▶ [Text for analysis]:
- - - - -
THE OVERLOOKED RELATIONSHIP BETWEEN INFECTIOUS DISEASES AND MENTAL
By Dr. James Howenstine, MD.
September 13, 2004
NewsWithViews.com
http://www.newswithviews.com/Howenstine/james16.htm
Psychiatric disease should be diagnosed only after careful exclusion
of medical conditions that could produce the patients symptoms.
Unfortunately very few mental health care providers are aware of the
multitude of circumstances in which mental symptoms are precipitated
by an infectious illness. A valuable clue that a mental problem may
be infectious rather than psychiatric is sudden onset in a
previously stable individual.
Dr. Paul Fink, past president of the American Psychiatric
Association, has acknowledged that every psychiatric disorder in the
Psychiatric Diagnostic Symptoms Manual IV (DSM-!V) can be caused by
Lyme Disease. This proves that every known psychiatric disorder can
be caused by an infection (Borrelia burgdorfi Bb spirochete). So far
all cases of Alzheimer's disease tested for the Borrelia burgdorfi
Bb spirochete, which causes Lyme Disease, have tested positive.
Conventional medical practice in the United States largely ignores
the possibility of parasitic disease. There are several reasons for
this:
a.. When a disease is never diagnosed it is easy to assume that it
does not exist. Parasites are often overlooked in the U.S.
b.. There is a shortage of technicians who are skilled in identifying
parasitic organisms.
c.. Spending one's day studying microscopic sample of stool specimens
probably does not attract very many laboratory personnel.
d.. There is a common misconception that parasitic problems are
primarily found in tropical countries and are rare in countries like
the U.S.A. To illustrate how many health care practitioners can be
fooled by parasitic disease consider the case of Carolyn Razor.
Upbeat, healthy, energetic, psychologist Carolyn Raser returned from
a vacation in Bhutun with severe depression, exhaustion, and such
swelling in her joints she was unable to open a hotel room door. Her
third M.D. diagnosed rheumatoid arthritis and started multiple
drugs. Her depression, lethargy and exhaustion persisted after
100 treatments by assorted acupuncturists, chiropractors, and
rehabilitation specialists. A call to the Research Institute for
Infectious Mental Illness led to the discovery of three protozoan
parasites and a compromised secretory IGA system. Three weeks after
eliminating her infection she was no longer depressed, her
exhaustion was gone and her zest for life had been restored.
- - - - -
▶ [Data listing]:
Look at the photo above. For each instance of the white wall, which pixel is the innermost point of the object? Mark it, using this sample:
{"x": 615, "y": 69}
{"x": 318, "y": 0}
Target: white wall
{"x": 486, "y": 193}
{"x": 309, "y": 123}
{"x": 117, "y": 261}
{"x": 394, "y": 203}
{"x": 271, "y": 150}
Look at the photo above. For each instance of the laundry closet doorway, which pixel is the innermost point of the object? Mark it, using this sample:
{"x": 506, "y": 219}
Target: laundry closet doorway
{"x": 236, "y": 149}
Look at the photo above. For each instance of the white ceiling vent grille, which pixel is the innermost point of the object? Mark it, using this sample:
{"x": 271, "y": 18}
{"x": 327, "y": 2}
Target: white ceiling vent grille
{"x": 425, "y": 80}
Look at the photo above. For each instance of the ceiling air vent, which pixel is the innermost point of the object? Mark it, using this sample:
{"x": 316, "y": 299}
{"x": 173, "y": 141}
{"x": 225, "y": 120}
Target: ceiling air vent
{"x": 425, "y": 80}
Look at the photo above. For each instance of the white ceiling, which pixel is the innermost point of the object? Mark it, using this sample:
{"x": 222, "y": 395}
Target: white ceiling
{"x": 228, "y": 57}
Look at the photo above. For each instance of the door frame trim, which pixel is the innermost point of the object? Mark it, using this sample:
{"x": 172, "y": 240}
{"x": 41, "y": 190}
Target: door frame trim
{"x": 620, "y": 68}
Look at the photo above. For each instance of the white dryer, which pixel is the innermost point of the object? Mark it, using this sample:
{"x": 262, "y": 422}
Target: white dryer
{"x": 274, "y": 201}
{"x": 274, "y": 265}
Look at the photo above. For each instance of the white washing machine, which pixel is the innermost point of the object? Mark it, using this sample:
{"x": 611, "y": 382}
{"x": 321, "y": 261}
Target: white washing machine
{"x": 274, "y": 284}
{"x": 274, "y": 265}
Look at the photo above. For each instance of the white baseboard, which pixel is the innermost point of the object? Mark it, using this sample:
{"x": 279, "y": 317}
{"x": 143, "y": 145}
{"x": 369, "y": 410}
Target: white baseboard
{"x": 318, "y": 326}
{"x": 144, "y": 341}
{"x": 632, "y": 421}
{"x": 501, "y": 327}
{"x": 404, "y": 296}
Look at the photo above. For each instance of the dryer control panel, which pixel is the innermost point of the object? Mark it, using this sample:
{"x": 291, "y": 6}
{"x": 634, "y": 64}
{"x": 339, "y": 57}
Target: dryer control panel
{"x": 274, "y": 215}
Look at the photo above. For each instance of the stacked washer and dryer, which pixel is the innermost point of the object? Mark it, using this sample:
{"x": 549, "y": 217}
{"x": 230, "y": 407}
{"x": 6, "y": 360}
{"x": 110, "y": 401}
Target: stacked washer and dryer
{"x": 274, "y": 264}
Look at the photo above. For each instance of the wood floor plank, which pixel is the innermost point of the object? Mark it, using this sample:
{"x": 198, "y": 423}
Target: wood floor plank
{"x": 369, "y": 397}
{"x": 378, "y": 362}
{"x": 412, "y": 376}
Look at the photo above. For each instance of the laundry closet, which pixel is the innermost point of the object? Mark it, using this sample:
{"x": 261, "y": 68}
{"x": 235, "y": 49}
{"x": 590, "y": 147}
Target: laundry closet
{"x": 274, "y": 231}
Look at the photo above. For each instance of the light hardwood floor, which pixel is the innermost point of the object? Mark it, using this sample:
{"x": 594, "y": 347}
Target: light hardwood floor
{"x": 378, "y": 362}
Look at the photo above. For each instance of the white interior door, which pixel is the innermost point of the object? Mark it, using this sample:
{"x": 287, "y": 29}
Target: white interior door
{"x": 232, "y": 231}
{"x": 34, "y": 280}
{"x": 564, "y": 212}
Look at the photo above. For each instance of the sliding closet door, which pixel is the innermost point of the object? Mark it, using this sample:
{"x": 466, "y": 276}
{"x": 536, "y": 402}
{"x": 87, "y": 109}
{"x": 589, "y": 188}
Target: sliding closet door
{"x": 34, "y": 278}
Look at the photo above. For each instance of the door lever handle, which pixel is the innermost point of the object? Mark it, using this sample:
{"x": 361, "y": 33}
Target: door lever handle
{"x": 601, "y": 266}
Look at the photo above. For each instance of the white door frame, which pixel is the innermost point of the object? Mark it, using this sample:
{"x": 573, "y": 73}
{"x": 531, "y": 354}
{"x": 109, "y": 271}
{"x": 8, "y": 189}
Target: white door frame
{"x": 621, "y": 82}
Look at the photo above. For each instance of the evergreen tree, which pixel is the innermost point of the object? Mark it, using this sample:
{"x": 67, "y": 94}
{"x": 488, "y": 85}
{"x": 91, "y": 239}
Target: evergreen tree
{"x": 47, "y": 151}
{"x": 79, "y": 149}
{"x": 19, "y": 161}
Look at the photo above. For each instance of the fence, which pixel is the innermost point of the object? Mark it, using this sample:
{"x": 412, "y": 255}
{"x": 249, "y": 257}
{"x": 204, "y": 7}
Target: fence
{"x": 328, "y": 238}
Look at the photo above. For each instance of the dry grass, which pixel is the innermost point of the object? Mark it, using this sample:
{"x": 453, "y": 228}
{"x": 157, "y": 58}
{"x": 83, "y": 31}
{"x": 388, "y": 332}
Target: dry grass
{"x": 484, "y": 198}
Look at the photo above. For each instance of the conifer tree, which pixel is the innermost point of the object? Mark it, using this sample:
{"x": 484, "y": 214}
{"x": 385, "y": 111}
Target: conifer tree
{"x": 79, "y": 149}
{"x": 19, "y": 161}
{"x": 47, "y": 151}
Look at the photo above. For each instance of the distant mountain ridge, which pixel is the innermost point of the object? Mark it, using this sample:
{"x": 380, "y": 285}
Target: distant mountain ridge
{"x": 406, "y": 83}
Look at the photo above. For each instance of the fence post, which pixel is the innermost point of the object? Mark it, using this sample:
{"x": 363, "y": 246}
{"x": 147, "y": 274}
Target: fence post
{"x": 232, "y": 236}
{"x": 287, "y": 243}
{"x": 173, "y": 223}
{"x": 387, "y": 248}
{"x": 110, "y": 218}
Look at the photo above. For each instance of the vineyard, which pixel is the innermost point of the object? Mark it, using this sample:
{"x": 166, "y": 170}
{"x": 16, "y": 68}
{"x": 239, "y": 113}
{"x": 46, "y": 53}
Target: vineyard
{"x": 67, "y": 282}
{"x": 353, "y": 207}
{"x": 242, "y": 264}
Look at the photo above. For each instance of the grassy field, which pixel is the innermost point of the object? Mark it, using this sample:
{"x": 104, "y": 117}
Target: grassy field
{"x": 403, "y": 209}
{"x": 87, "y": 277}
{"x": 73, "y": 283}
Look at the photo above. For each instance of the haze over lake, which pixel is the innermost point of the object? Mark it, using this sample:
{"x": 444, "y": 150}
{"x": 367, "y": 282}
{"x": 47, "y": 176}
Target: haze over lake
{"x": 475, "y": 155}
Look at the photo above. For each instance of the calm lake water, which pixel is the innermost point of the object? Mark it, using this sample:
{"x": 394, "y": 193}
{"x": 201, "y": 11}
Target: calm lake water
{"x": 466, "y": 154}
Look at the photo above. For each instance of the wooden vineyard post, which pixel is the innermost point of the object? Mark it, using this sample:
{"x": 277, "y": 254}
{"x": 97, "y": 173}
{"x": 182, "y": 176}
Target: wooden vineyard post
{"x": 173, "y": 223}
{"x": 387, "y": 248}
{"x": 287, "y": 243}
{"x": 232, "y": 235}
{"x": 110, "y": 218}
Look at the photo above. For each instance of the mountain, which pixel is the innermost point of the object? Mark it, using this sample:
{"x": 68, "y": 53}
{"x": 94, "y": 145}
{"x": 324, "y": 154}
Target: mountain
- - - - -
▶ [Assignment A]: According to the article on infectious diseases and mental illness, what is a valuable clue that a mental problem may be infectious rather than psychiatric?
▶ [Assignment B]: Copy the article's passage between "Dr. Paul Fink, past" and "have tested positive.", inclusive, swapping "spirochete" for "bacterium".

▶ [Response box A]: Sudden onset in a previously stable individual.

▶ [Response box B]:
Dr. Paul Fink, past president of the American Psychiatric
Association, has acknowledged that every psychiatric disorder in the
Psychiatric Diagnostic Symptoms Manual IV (DSM-!V) can be caused by
Lyme Disease. This proves that every known psychiatric disorder can
be caused by an infection (Borrelia burgdorfi Bb bacterium). So far
all cases of Alzheimer's disease tested for the Borrelia burgdorfi
Bb bacterium, which causes Lyme Disease, have tested positive.